*Written request 1*
Report every line of the records below that contains the word "crate".

*Text excerpt*
┄┄┄┄┄┄┄┄┄┄┄┄┄┄┄┄┄┄┄┄

Reading the contents happens with the `file.read()` function call.

## Iterating contents

Usually you want to iterate over file contents line by line without the need to store it all in memry as-is. This is done by applying the for-loop on the file stream:

In [2]:
file = open("data/lengths.csv", "r")
for line in file:
    print(line.strip().split(',')) # of course you want to split the data to separate values

['1', 'm', '180']
['2', 'm', '188']
['3', 'f', '178']
['4', 'f', '182']
['5', 'f', '172']
['6', 'm', '189']


The file stream object returned by the `open()` function supports iteration. Note that line endings are data in the file and are included when reading the lines. To remove any leading and trailing whitespaces we use the `strip()` function.  
To only remove whitespace characters at the end, use `rstrip()` with an optional argument specifying which characters to strip off.

## Closing files
It is good custom to close streams to files that you open. In read mode this is not essential, but in write mode it is. You do this using the `close()` method. The above fragment is better like this:

In [21]:
file = open("data/lengths.csv", "r")

┄┄┄┄┄┄┄┄┄┄┄┄┄┄┄┄┄┄┄┄

*Record excerpts*
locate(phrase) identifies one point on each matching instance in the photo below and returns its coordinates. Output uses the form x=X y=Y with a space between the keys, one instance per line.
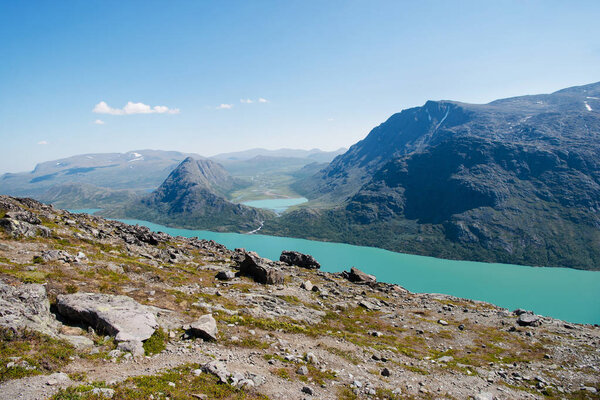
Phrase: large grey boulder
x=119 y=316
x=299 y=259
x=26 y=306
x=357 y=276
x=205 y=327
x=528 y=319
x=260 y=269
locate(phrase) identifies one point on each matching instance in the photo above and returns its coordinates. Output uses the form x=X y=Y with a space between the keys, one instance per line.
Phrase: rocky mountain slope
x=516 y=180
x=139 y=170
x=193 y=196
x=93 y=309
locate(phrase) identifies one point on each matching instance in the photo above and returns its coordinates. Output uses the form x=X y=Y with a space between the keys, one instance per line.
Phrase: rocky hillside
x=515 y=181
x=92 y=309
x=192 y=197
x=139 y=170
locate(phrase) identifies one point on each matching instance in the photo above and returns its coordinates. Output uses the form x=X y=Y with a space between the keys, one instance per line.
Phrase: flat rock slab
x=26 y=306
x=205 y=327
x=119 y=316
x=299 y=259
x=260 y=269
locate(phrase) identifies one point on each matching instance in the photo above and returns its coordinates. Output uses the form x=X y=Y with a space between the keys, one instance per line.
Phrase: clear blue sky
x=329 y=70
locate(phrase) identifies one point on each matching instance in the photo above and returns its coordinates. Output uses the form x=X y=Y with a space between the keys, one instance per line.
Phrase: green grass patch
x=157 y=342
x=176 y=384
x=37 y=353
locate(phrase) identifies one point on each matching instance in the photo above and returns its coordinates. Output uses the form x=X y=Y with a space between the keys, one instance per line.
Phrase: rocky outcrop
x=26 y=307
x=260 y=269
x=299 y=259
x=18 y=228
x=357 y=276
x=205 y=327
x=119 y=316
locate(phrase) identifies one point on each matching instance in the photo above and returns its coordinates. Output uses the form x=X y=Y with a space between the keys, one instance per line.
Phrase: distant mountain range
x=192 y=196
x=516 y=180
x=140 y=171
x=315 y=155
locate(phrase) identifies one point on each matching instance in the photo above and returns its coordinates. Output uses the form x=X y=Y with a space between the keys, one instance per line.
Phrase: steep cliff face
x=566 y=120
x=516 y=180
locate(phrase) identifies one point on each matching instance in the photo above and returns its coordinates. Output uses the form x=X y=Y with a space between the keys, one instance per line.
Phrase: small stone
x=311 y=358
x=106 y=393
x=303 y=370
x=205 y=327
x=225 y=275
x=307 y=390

┄┄┄┄┄┄┄┄┄┄┄┄┄┄┄┄┄┄┄┄

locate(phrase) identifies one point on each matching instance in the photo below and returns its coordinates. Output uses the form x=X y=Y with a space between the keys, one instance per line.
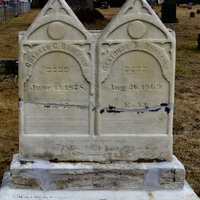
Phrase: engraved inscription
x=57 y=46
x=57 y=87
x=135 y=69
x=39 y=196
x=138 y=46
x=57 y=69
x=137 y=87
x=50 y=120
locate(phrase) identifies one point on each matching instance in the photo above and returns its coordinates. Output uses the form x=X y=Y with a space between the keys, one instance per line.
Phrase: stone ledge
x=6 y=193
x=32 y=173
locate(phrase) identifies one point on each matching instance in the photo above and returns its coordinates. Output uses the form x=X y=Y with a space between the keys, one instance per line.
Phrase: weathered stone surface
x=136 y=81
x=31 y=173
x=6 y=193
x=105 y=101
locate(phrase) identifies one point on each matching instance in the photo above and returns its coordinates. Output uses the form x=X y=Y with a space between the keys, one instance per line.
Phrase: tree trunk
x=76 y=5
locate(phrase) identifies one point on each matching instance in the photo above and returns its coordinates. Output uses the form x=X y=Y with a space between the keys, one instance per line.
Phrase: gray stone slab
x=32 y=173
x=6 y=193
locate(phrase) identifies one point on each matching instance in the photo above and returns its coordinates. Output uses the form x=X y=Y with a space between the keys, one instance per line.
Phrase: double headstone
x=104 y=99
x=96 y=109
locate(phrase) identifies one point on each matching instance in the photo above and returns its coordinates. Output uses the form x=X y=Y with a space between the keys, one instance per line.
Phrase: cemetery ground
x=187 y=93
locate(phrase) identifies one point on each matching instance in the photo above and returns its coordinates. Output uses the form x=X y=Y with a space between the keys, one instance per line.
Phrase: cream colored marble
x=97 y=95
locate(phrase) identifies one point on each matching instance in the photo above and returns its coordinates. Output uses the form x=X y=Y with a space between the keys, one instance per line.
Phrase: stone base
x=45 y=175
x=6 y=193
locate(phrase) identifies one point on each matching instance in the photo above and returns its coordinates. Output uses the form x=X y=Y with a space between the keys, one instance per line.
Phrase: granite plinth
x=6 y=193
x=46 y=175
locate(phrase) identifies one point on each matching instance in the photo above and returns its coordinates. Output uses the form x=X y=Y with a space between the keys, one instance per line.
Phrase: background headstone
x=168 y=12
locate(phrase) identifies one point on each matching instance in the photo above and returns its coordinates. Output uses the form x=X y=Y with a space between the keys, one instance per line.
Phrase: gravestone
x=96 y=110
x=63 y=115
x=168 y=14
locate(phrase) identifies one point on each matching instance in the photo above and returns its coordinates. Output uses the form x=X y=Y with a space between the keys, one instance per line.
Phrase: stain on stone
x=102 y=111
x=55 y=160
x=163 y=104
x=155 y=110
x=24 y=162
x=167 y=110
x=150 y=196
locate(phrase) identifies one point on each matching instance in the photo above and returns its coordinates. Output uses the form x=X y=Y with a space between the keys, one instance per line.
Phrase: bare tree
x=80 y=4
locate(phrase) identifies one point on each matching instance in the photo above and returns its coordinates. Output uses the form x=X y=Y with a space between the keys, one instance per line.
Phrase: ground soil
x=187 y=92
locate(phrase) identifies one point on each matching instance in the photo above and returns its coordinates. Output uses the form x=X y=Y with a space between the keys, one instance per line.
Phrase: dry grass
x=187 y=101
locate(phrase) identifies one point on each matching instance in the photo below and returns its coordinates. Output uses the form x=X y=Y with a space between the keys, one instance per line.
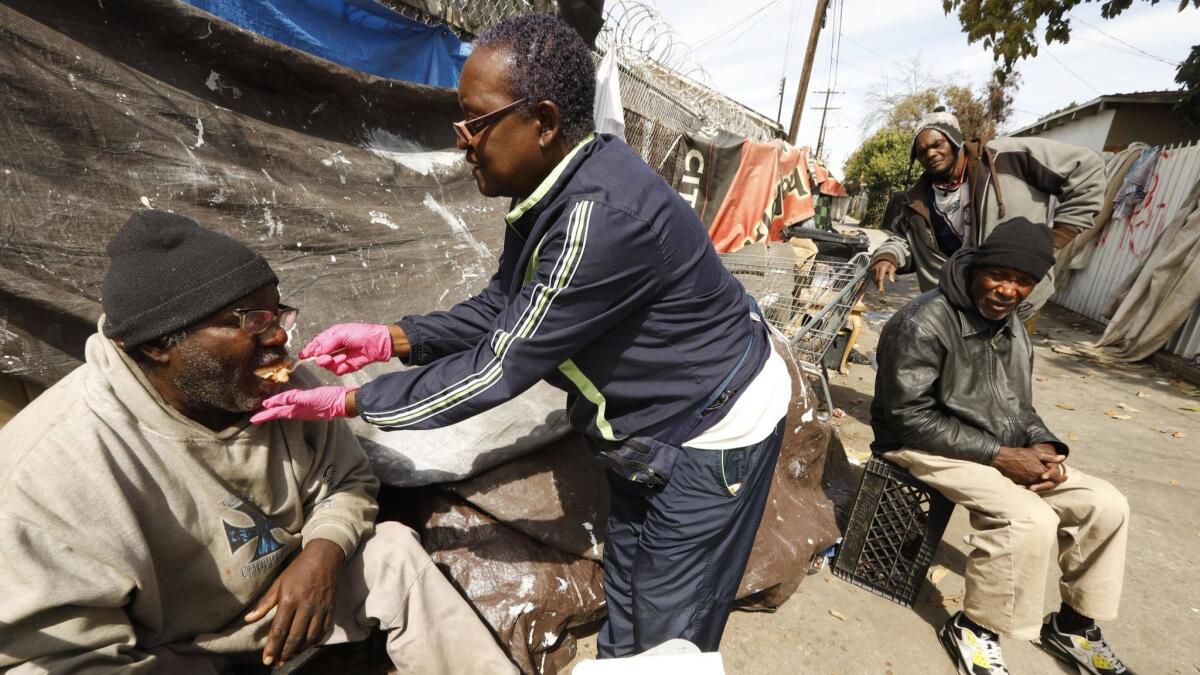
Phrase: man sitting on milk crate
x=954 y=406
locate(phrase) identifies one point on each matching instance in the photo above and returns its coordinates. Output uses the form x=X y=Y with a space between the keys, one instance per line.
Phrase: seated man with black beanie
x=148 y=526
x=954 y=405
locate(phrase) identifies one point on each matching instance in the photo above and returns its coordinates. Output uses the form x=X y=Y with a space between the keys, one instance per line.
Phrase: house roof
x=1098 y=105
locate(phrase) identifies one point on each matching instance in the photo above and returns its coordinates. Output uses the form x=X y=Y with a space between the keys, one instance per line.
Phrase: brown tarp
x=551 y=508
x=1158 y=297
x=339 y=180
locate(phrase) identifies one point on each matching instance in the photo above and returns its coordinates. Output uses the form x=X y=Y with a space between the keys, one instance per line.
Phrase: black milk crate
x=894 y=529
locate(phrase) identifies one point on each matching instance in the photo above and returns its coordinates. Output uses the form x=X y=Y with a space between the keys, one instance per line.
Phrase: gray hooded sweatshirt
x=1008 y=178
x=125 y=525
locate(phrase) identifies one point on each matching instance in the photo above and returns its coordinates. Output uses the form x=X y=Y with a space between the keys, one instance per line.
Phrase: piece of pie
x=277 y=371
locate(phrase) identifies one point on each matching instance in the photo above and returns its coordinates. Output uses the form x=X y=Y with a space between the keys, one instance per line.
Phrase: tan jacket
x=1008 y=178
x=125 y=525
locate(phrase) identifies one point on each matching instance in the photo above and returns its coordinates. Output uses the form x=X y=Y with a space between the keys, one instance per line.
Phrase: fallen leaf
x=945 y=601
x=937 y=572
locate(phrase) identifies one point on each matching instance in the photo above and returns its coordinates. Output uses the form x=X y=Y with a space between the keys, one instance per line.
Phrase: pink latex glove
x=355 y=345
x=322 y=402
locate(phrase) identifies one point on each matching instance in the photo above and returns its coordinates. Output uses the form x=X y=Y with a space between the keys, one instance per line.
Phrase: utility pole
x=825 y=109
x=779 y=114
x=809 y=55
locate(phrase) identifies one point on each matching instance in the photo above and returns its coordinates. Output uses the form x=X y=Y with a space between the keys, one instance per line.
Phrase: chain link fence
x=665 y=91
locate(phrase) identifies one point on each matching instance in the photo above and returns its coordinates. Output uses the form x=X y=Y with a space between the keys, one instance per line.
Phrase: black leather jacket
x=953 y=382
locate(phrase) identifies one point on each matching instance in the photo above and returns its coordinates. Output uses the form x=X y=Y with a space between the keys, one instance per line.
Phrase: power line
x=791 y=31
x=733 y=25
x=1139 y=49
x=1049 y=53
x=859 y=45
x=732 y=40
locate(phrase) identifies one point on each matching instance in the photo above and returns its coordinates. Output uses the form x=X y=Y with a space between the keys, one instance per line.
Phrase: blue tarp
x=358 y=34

┄┄┄┄┄┄┄┄┄┄┄┄┄┄┄┄┄┄┄┄

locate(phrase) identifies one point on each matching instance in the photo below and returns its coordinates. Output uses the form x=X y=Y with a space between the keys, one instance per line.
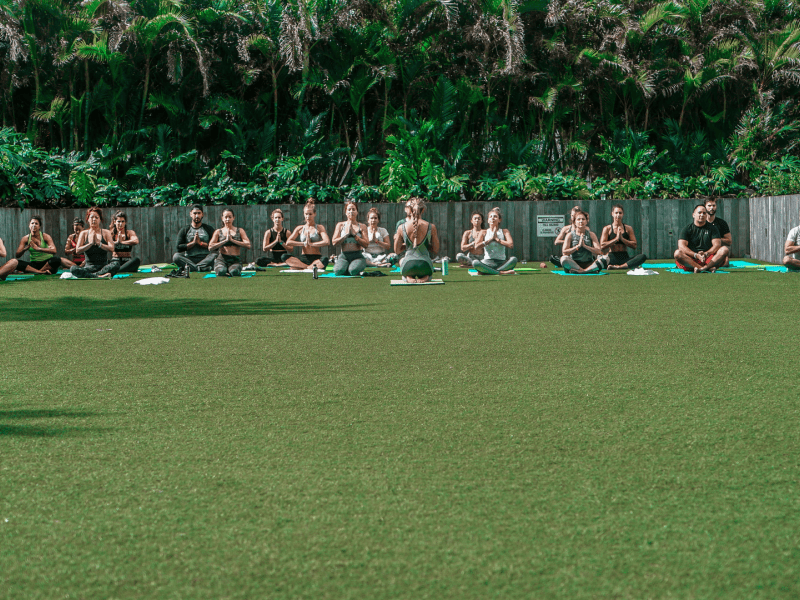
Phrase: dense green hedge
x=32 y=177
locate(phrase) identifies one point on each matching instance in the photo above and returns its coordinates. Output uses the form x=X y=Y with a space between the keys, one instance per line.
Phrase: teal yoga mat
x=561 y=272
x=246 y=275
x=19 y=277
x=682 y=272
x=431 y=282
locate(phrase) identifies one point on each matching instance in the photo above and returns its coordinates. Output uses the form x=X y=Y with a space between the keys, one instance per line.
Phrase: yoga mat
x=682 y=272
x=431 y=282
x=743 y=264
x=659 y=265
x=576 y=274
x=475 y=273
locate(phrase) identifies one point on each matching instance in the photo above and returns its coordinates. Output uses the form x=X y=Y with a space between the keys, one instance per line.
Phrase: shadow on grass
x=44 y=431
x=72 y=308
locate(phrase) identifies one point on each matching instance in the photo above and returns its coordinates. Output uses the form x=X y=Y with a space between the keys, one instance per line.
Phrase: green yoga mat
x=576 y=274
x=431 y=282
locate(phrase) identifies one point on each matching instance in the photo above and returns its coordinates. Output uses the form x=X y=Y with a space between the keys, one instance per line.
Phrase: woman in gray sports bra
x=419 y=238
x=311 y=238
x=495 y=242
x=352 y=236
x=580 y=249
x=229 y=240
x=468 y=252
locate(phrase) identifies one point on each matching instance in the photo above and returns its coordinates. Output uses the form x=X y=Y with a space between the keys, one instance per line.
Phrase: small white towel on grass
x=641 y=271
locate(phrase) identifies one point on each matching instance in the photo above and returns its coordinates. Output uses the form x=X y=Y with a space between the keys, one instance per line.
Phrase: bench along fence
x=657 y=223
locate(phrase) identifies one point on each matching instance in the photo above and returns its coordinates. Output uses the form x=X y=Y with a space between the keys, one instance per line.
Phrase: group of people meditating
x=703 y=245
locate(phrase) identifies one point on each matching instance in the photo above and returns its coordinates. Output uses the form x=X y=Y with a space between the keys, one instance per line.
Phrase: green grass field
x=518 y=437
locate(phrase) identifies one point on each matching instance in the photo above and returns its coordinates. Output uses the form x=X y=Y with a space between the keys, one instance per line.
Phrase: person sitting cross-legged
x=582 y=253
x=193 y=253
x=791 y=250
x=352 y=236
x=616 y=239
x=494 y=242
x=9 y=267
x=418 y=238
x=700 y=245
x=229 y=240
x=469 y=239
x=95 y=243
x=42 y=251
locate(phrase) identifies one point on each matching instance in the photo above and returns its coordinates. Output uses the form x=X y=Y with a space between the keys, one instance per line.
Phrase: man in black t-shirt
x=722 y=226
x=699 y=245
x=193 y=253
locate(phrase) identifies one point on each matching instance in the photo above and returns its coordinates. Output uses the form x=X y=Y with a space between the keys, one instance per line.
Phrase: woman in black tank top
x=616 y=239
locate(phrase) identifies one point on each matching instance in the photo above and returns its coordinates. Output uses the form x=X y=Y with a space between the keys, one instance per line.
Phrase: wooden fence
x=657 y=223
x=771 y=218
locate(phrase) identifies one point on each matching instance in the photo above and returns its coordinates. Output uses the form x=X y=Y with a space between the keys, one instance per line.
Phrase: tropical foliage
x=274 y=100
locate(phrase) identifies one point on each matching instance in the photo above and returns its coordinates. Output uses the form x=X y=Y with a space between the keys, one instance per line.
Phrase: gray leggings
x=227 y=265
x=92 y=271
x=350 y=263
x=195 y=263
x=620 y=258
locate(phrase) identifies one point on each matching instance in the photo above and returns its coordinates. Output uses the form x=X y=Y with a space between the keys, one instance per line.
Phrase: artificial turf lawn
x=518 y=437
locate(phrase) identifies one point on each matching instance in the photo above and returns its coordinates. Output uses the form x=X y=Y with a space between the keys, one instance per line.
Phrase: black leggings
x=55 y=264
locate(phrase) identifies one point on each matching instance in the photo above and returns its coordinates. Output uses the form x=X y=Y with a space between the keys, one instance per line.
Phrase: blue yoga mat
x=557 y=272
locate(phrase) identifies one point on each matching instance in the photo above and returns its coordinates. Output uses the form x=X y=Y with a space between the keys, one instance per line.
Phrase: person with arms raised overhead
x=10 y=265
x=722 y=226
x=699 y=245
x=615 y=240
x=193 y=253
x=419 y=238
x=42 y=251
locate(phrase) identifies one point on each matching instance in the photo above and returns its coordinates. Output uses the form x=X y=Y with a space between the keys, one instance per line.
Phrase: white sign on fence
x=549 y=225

┄┄┄┄┄┄┄┄┄┄┄┄┄┄┄┄┄┄┄┄

*Written request 2*
Reproduce word for word everything in the file-handling excerpt above from "for line in" down to "to strip off.".

*Final result 1*
Phrase: man sitting on milk crate
Phrase: black milk crate

*Final result 2*
for line in file:
    print(line.strip().split(',')) # of course you want to split the data to separate values

['1', 'm', '180']
['2', 'm', '188']
['3', 'f', '178']
['4', 'f', '182']
['5', 'f', '172']
['6', 'm', '189']


The file stream object returned by the `open()` function supports iteration. Note that line endings are data in the file and are included when reading the lines. To remove any leading and trailing whitespaces we use the `strip()` function.  
To only remove whitespace characters at the end, use `rstrip()` with an optional argument specifying which characters to strip off.